TASK TO COMPLETE —
Your whole answer should be the number of lines in the material below that include the word "with".

SUPPLIED MATERIAL —
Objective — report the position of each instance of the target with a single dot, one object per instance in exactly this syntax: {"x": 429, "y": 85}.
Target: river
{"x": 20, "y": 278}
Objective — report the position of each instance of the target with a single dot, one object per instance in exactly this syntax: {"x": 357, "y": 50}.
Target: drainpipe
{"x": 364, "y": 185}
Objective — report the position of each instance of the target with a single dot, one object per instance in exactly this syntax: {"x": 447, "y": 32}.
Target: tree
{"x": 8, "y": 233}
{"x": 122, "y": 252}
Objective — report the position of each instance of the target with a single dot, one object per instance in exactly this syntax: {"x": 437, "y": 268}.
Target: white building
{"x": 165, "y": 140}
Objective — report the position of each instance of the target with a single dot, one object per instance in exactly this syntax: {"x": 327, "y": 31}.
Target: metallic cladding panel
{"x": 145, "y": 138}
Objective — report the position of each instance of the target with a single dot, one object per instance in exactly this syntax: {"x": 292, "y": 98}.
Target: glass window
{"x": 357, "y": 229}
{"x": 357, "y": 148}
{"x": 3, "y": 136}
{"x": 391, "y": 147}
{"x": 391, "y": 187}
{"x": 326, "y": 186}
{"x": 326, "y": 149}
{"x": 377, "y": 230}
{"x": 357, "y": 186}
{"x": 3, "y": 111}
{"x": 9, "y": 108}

RESPONSE —
6